**WORK TO DO:** Reproduce all of the data below verbatim, line for line, with no changes.

**ROWS:**

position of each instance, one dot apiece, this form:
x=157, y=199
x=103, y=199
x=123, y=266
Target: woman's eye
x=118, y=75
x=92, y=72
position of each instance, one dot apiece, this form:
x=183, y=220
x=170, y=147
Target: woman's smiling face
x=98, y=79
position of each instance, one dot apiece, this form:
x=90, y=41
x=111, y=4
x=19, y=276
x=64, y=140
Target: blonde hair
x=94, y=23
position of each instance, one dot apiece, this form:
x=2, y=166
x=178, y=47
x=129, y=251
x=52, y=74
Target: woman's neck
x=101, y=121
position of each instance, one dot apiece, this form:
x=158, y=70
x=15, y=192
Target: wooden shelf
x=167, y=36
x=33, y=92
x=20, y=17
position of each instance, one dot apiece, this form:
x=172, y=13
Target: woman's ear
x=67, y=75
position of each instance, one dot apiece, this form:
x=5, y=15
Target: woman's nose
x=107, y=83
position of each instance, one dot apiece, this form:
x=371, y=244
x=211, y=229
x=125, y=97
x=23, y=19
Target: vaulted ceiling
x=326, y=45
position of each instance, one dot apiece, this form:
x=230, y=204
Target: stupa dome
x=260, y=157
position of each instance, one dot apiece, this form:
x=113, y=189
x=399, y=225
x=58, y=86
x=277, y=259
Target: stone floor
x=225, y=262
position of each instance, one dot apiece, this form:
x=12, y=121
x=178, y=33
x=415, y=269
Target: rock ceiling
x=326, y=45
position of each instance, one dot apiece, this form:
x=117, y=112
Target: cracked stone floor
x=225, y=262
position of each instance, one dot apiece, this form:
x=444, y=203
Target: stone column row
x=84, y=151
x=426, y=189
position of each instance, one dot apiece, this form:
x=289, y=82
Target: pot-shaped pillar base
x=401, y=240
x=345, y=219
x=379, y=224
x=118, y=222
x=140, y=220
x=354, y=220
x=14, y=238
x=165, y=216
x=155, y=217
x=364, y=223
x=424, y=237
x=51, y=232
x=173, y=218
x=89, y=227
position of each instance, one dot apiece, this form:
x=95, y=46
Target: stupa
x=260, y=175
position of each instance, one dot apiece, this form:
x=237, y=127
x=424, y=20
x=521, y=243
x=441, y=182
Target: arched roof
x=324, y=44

**RESPONSE:**
position of each instance, one dot apiece, this form:
x=157, y=199
x=103, y=199
x=123, y=266
Target: woman's eye
x=118, y=75
x=92, y=72
position of each instance, one dot apiece, this form:
x=183, y=220
x=170, y=147
Target: woman's smiling face
x=98, y=79
position of each instance, one dot apiece, this form:
x=90, y=41
x=111, y=4
x=19, y=276
x=64, y=140
Target: blonde hair
x=94, y=23
position of each instance, one dot apiece, this form:
x=2, y=166
x=178, y=47
x=129, y=251
x=52, y=74
Target: woman's neck
x=101, y=121
position of each instance, one dot apiece, this form:
x=158, y=70
x=15, y=192
Target: wooden shelf
x=167, y=36
x=33, y=92
x=20, y=17
position of each instance, one dot apiece, this form:
x=172, y=13
Target: woman's ear
x=67, y=75
position of each instance, one dot apiece, this form:
x=5, y=15
Target: woman's nose
x=107, y=83
position of each instance, one dot apiece, this form:
x=371, y=244
x=211, y=229
x=125, y=97
x=23, y=19
Target: vaulted ceiling
x=326, y=45
position of each instance, one dot apiece, this form:
x=230, y=204
Target: stupa dome
x=260, y=157
position of each instance, one dot apiece, this form:
x=113, y=189
x=399, y=225
x=58, y=86
x=277, y=259
Target: stone floor
x=225, y=262
position of each instance, one dot apiece, this form:
x=12, y=121
x=178, y=33
x=415, y=269
Target: rock ceiling
x=326, y=45
position of each instance, one dot apiece, this form:
x=117, y=112
Target: cracked stone floor
x=225, y=262
position of each instance, one dot apiece, this form:
x=444, y=203
Target: stone column row
x=84, y=151
x=426, y=189
position of each instance, one dot apiece, this form:
x=289, y=82
Target: pot-shaped pillar base
x=401, y=240
x=345, y=219
x=379, y=224
x=118, y=222
x=140, y=220
x=354, y=220
x=14, y=238
x=165, y=216
x=155, y=217
x=364, y=223
x=424, y=237
x=51, y=232
x=173, y=218
x=89, y=227
position of each instance, one dot apiece, this form:
x=95, y=46
Target: stupa
x=260, y=175
position of each instance, one dot apiece, this form:
x=237, y=127
x=424, y=20
x=521, y=243
x=441, y=182
Target: arched roof
x=324, y=44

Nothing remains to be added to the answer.